Aim of the task: Can you pull out each line of the data below that includes the word "segment"?

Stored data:
=== Section Start ===

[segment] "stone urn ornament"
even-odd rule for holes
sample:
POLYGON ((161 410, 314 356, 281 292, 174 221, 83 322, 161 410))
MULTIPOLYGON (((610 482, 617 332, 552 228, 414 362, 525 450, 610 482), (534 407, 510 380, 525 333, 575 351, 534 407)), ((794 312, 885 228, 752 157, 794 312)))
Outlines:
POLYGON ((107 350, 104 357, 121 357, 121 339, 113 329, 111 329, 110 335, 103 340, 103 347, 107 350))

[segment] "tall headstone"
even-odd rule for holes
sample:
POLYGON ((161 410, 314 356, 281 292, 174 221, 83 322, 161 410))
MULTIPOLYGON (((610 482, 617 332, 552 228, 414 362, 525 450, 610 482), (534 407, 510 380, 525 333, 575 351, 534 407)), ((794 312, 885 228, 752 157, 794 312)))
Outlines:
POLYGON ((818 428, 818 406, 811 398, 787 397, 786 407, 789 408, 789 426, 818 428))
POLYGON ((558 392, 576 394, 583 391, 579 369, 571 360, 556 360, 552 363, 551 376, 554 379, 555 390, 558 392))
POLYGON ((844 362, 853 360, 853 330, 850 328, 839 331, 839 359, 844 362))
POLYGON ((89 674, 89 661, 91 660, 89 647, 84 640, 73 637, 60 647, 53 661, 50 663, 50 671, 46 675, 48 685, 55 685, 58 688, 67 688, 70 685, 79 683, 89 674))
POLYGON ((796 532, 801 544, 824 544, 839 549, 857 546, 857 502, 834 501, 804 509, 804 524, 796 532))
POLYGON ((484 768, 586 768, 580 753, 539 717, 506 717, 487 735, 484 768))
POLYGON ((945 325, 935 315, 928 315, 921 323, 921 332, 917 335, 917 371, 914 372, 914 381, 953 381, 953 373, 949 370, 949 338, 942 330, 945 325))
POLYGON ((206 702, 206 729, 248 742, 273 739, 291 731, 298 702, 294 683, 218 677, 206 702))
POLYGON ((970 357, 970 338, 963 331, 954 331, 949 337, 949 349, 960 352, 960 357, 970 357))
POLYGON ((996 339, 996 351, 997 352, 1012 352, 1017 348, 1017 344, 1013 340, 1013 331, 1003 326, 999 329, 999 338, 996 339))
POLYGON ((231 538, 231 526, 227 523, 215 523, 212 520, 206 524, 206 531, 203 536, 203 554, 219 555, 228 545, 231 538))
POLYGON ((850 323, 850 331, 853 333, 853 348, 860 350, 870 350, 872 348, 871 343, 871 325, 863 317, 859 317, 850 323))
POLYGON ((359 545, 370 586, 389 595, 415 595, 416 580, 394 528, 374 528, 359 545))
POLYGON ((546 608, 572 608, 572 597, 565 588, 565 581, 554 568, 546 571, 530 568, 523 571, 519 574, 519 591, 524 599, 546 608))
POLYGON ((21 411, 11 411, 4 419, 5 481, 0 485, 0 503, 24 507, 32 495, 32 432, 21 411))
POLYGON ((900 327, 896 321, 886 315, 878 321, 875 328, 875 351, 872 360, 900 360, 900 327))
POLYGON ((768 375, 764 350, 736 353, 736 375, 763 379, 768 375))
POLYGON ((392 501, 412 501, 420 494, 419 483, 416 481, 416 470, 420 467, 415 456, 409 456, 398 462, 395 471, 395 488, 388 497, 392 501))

=== Section End ===

Answer box:
[segment] "stone urn ornament"
[segment] "tall headstone"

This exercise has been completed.